(RECORDS SHOWN)
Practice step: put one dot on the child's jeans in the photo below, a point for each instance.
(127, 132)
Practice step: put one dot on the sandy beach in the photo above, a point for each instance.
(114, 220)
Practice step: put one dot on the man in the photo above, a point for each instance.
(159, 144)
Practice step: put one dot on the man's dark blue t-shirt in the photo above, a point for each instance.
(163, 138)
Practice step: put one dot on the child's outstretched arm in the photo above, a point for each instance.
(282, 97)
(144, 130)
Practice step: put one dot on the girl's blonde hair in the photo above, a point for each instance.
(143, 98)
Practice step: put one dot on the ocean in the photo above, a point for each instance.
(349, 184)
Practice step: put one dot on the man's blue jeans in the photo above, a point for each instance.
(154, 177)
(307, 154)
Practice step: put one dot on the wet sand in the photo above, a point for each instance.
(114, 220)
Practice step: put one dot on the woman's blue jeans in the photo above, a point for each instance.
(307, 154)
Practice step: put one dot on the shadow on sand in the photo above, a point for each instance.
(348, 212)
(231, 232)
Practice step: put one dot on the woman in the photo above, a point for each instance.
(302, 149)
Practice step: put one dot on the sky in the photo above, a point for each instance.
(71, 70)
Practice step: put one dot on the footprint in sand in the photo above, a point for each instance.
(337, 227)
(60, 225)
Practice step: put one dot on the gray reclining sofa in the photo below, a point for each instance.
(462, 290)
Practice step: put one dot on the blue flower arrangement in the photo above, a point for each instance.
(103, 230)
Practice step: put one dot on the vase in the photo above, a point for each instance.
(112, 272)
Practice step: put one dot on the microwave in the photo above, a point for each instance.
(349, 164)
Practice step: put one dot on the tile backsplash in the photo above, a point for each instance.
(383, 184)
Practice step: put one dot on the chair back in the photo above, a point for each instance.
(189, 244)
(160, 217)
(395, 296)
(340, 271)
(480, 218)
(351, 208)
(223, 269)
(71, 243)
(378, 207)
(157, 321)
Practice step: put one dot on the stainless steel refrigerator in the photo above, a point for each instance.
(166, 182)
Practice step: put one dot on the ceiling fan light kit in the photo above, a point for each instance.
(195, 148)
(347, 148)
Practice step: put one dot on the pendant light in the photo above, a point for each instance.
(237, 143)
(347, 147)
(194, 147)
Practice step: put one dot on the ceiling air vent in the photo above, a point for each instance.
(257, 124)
(End RECORDS SHOWN)
#### TASK DETAILS:
Repeat the whole of the data above exactly, keeping every word.

#### RESPONSE:
Practice step: put one dot on the child's jeans in the photo below, a point for each instance.
(127, 132)
Practice step: put one dot on the sandy beach in the photo above, a point for each instance.
(114, 220)
Practice step: put one dot on the man in the photo above, a point for each instance.
(159, 144)
Practice step: put one dot on the man's dark blue t-shirt in the photo above, a point for each instance.
(163, 138)
Practice step: put one dot on the child's outstretched arm in the photo above, a point for each instance.
(282, 97)
(144, 130)
Practice step: put one dot on the girl's blonde hair in the photo above, a point for each instance.
(143, 98)
Practice step: put one dot on the ocean in the photo above, a point for each instance.
(349, 184)
Practice step: put one dot on the man's blue jeans in the photo above, a point for each instance.
(154, 177)
(307, 154)
Practice step: put one dot on the wet sand in the photo above, a point for each instance.
(114, 220)
Practice step: put one dot on the woman's blue jeans in the photo above, a point for each instance.
(307, 154)
Practice step: put one dot on the shadow on sand in the photo above, a point for each instance.
(348, 212)
(231, 232)
Practice step: put one dot on the woman in the photo above, a point for each instance.
(302, 149)
Practice step: put one dot on the sky in the photo above, a point for each instance.
(71, 70)
Practice step: put one dot on the footprint in sand in the photo above, a point for each instance.
(337, 227)
(60, 225)
Practice step: put one dot on the gray reclining sofa in the photo below, a point for each instance.
(462, 290)
Practice step: put one dot on the blue flower arrangement in the photo above, a point for each instance.
(103, 230)
Practice step: put one dot on the vase in the photo above, a point for each instance.
(112, 272)
Practice step: put one dot on the microwave in the photo above, a point for each instance.
(349, 164)
Practice step: put one dot on the tile backsplash in the photo above, a point for each instance.
(383, 184)
Practice step: put one dot on the chair back in the photo above, a point for each instance.
(189, 244)
(160, 217)
(395, 296)
(340, 271)
(480, 218)
(351, 208)
(223, 269)
(71, 243)
(378, 207)
(157, 321)
Practice step: put one dot on the stainless steel refrigerator in the photo above, a point for each instance.
(166, 182)
Practice step: put one dot on the ceiling fan light kit in the photo above, a point for each instance.
(195, 148)
(347, 148)
Practice step: put one dot on the pendant light in the photo above, a point for each instance.
(237, 143)
(347, 147)
(194, 147)
Practice step: put one dot on the ceiling air vent in the photo above, a point for each instance.
(257, 124)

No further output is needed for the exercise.